Written problem: How many of the lines below contain the string "room"? Case counts. Reply with the number alone.

****************

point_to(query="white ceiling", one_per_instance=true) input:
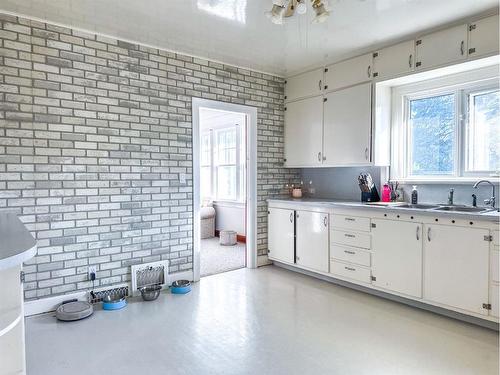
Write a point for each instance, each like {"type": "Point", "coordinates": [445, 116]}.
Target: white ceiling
{"type": "Point", "coordinates": [237, 31]}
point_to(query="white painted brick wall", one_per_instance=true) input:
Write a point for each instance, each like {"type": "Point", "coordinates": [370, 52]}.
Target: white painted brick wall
{"type": "Point", "coordinates": [94, 133]}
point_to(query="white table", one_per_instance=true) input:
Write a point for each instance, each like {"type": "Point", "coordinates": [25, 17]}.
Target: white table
{"type": "Point", "coordinates": [17, 245]}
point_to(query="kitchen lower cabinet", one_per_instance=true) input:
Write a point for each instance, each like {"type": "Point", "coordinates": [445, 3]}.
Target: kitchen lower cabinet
{"type": "Point", "coordinates": [312, 240]}
{"type": "Point", "coordinates": [347, 129]}
{"type": "Point", "coordinates": [281, 235]}
{"type": "Point", "coordinates": [397, 256]}
{"type": "Point", "coordinates": [456, 262]}
{"type": "Point", "coordinates": [304, 132]}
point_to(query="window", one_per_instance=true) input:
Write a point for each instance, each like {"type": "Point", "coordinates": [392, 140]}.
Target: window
{"type": "Point", "coordinates": [446, 129]}
{"type": "Point", "coordinates": [222, 164]}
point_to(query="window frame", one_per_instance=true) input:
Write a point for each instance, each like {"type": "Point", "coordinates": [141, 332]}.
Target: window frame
{"type": "Point", "coordinates": [461, 85]}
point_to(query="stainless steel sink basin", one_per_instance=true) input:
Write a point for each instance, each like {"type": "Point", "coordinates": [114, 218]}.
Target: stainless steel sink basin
{"type": "Point", "coordinates": [420, 206]}
{"type": "Point", "coordinates": [462, 209]}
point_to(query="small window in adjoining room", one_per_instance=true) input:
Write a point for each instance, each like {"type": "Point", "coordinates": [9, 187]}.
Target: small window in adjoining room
{"type": "Point", "coordinates": [446, 129]}
{"type": "Point", "coordinates": [223, 163]}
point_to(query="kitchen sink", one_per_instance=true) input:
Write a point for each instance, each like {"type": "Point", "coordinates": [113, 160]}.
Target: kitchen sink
{"type": "Point", "coordinates": [462, 209]}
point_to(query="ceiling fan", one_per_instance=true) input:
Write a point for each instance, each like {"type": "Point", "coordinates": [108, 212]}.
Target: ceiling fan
{"type": "Point", "coordinates": [287, 8]}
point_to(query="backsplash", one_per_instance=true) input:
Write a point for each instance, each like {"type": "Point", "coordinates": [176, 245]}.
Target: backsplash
{"type": "Point", "coordinates": [341, 183]}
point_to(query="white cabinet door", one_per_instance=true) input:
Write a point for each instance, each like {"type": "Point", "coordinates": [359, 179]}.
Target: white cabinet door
{"type": "Point", "coordinates": [394, 60]}
{"type": "Point", "coordinates": [456, 262]}
{"type": "Point", "coordinates": [312, 240]}
{"type": "Point", "coordinates": [304, 85]}
{"type": "Point", "coordinates": [349, 72]}
{"type": "Point", "coordinates": [397, 256]}
{"type": "Point", "coordinates": [347, 126]}
{"type": "Point", "coordinates": [483, 37]}
{"type": "Point", "coordinates": [304, 132]}
{"type": "Point", "coordinates": [281, 235]}
{"type": "Point", "coordinates": [442, 47]}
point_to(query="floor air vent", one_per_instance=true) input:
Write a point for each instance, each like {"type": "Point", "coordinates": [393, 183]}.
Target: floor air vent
{"type": "Point", "coordinates": [154, 273]}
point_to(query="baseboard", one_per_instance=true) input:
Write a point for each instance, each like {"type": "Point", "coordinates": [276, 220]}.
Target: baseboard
{"type": "Point", "coordinates": [239, 237]}
{"type": "Point", "coordinates": [263, 260]}
{"type": "Point", "coordinates": [45, 305]}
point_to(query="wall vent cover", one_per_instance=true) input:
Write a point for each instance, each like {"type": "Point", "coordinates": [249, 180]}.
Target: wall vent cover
{"type": "Point", "coordinates": [145, 274]}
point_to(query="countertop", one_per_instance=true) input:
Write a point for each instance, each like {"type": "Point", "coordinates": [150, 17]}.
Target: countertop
{"type": "Point", "coordinates": [493, 216]}
{"type": "Point", "coordinates": [17, 245]}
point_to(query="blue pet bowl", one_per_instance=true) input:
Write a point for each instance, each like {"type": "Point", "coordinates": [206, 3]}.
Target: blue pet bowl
{"type": "Point", "coordinates": [113, 303]}
{"type": "Point", "coordinates": [180, 287]}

****************

Finished task: 2